| TASK GOAL |
Please put the lines of the records from the one containing "Game engine object recognition — detect grey carpet" through the one containing "786, 204, 853, 263", both ends included, into a numbered list. Leave out any blank lines.

| GIVEN RECORDS |

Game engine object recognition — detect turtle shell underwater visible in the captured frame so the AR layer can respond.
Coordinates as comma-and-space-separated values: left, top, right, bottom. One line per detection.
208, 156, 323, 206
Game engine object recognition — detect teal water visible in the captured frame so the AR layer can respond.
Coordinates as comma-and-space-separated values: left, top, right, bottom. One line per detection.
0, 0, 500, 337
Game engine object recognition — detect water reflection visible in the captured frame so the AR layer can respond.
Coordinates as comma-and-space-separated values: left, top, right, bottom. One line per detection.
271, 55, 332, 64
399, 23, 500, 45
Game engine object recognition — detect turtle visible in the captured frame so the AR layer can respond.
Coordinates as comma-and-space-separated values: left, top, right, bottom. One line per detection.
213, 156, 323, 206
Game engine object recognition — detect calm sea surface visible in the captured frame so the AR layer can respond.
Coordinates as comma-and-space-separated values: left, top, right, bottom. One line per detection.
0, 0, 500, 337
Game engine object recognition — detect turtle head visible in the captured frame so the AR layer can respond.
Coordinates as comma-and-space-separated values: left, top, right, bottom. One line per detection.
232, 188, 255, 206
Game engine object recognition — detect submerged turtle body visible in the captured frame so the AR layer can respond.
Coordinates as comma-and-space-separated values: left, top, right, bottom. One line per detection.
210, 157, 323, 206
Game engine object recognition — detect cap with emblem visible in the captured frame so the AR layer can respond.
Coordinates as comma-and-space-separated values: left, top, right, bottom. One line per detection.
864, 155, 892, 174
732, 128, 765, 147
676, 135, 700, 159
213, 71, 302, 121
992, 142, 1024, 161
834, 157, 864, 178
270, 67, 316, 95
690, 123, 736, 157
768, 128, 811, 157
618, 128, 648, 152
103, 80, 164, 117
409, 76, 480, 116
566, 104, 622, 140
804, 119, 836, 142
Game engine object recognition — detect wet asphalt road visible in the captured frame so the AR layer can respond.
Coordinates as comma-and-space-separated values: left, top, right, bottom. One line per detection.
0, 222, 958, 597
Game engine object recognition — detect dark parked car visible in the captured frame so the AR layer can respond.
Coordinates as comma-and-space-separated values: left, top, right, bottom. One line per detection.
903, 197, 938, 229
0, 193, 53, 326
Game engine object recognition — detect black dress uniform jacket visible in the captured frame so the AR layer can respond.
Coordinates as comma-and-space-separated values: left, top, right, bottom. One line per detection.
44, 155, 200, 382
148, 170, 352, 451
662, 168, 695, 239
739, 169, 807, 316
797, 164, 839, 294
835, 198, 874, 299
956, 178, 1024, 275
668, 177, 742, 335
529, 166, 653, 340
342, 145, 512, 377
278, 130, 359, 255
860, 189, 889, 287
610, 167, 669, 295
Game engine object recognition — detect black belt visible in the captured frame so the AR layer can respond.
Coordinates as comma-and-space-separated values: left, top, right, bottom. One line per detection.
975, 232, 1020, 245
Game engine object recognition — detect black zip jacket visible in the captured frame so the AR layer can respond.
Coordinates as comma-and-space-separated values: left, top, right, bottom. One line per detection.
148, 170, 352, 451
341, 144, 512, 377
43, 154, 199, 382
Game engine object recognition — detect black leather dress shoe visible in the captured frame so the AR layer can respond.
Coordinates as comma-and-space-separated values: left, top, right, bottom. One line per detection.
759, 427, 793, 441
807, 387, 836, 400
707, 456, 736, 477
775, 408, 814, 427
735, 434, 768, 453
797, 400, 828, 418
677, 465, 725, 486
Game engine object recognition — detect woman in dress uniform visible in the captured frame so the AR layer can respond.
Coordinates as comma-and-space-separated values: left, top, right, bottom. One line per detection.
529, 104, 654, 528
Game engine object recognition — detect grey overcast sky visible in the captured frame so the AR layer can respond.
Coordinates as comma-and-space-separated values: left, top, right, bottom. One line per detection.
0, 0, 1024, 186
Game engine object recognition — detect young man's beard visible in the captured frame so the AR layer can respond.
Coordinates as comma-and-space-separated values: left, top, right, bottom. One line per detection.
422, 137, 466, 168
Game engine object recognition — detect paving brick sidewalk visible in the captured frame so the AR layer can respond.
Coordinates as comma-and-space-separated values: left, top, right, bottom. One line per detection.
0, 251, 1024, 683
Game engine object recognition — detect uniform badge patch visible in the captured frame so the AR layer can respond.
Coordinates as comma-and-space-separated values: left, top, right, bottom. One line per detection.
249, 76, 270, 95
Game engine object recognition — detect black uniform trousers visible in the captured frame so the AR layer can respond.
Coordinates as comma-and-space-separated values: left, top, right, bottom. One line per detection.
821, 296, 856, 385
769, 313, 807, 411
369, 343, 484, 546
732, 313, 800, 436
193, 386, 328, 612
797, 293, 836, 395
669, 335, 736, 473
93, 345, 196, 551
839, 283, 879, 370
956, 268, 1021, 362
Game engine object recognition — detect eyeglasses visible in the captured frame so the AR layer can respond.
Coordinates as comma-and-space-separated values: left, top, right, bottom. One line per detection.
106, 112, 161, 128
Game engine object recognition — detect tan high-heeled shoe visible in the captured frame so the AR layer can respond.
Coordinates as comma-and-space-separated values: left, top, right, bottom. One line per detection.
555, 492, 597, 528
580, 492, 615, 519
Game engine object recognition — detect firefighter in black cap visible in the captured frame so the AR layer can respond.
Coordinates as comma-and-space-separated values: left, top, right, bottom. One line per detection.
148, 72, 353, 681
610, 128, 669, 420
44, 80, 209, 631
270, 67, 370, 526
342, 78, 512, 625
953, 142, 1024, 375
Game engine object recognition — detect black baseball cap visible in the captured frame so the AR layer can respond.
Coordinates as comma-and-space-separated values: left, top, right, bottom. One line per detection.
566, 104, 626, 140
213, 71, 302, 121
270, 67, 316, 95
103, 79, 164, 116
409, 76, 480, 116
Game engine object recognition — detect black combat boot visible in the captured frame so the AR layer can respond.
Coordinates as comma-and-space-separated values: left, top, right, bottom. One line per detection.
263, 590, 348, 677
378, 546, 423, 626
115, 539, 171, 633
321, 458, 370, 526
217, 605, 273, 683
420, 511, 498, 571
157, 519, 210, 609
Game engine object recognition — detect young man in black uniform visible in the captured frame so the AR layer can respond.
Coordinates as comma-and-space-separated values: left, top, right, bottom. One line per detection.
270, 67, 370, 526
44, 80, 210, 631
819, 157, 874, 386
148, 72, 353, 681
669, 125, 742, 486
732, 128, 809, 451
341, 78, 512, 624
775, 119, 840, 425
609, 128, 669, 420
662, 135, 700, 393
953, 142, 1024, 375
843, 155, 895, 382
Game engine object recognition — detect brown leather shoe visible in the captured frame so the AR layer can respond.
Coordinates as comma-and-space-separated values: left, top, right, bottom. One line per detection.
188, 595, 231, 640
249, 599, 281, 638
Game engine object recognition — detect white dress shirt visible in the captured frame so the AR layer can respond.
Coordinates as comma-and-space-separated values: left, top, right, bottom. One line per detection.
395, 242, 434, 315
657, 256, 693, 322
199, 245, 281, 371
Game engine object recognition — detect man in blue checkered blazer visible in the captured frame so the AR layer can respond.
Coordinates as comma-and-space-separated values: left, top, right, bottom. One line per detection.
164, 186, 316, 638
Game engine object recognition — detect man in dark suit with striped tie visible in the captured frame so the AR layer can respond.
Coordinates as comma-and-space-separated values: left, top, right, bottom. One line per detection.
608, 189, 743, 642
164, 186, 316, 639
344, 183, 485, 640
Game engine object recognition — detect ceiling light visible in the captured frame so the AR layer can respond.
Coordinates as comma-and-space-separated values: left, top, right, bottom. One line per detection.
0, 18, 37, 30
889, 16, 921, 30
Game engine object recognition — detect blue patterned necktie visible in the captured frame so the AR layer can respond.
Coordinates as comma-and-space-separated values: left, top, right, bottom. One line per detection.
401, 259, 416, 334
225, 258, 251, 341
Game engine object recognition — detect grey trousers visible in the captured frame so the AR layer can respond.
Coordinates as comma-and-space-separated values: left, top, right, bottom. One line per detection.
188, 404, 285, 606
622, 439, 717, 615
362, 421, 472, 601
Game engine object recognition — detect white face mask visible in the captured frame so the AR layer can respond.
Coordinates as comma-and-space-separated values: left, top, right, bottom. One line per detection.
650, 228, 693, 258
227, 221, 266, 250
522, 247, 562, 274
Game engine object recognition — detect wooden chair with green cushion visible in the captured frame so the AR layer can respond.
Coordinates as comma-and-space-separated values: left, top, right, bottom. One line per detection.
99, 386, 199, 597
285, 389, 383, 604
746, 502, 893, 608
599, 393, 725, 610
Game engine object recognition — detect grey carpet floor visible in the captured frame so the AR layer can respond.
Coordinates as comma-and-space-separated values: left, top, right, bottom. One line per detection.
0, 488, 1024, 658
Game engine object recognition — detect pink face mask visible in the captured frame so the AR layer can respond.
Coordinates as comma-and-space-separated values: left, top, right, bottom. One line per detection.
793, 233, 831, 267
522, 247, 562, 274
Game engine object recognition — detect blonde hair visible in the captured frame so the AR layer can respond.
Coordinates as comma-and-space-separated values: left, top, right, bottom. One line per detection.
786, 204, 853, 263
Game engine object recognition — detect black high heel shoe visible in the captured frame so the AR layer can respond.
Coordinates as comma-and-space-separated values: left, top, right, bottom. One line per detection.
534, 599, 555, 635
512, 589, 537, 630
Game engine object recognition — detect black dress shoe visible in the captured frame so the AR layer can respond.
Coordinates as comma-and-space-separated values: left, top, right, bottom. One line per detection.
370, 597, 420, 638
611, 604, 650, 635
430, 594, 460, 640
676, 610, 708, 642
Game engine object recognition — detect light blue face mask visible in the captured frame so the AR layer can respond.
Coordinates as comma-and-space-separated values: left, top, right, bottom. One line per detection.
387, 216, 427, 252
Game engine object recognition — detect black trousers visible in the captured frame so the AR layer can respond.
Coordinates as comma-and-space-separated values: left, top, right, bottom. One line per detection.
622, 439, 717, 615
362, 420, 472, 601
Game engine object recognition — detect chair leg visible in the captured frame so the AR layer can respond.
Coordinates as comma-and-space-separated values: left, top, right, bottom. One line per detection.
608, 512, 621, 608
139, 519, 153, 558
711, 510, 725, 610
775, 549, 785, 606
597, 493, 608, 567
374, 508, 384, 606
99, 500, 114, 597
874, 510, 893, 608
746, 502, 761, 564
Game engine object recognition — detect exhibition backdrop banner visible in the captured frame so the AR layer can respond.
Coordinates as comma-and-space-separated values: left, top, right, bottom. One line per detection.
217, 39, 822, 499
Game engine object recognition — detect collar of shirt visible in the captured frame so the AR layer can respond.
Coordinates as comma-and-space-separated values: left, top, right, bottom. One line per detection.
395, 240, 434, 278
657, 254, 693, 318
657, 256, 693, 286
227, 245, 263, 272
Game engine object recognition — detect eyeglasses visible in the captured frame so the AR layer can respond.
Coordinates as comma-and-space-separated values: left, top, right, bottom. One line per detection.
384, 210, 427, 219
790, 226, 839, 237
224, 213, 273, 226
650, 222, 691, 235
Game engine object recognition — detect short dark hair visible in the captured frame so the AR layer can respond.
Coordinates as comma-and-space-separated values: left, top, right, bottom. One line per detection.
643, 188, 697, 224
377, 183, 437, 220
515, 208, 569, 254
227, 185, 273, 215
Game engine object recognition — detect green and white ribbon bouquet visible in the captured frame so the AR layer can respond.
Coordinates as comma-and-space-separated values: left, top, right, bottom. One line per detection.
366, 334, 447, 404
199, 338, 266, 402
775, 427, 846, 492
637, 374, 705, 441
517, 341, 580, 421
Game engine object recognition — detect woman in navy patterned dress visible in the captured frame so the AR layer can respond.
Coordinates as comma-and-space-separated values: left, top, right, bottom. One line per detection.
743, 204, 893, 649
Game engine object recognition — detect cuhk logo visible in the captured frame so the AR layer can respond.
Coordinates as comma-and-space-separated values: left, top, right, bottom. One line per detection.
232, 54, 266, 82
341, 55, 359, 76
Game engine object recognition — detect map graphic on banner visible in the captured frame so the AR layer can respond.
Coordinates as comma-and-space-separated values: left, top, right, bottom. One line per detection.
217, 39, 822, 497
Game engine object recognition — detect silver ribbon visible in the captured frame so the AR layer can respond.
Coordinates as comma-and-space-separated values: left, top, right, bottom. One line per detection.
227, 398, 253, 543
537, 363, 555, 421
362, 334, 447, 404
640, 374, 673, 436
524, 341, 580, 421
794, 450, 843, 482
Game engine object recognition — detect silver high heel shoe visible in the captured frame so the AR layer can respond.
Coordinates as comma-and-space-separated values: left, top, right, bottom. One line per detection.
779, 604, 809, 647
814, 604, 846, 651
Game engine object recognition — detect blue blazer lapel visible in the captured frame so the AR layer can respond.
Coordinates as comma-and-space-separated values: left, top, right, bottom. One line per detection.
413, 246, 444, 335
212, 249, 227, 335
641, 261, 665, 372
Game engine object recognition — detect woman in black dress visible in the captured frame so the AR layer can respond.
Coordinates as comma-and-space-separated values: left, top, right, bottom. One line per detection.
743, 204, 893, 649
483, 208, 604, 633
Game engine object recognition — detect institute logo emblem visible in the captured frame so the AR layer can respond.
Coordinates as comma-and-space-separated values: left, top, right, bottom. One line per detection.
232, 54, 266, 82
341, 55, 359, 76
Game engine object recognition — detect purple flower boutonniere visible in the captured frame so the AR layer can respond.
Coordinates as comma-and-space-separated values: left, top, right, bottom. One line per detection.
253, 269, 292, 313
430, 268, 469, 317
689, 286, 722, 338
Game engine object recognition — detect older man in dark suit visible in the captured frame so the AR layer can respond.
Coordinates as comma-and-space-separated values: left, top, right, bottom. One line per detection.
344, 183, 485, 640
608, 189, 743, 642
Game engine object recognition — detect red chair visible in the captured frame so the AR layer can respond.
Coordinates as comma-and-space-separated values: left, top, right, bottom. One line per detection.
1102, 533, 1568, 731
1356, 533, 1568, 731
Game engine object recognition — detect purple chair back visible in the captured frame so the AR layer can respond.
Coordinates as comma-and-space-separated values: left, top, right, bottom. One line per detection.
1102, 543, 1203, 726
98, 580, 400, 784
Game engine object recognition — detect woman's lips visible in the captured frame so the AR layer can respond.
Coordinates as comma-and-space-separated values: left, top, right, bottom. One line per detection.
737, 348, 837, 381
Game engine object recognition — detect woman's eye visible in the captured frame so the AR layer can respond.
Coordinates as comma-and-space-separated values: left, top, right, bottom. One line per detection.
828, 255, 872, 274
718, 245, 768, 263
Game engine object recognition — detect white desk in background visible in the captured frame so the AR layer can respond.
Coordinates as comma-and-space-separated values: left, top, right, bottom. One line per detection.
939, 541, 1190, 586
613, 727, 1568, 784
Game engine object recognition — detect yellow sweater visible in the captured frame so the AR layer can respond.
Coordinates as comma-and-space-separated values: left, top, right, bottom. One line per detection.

| WRITTEN REPLY |
1. Game engine object recognition — detect grey carpet floor visible in the captured frame so the AR layer can respond.
2. Coordinates as comma-and-space-separated values: left, top, right, bottom. One line per detection.
3. 0, 488, 1024, 658
4. Game engine object recognition — detect pink face mask visible in the captured frame so the AR layer can respond.
5. Coordinates as comma-and-space-separated values: left, top, right, bottom. One line per detection.
6. 793, 233, 831, 267
7. 522, 247, 562, 274
8. Game engine object recognition — detect blonde hair visible in the captured frame so the AR layer can respond.
9. Coordinates as comma-and-space-separated values: left, top, right, bottom. One line per detection.
10. 786, 204, 853, 263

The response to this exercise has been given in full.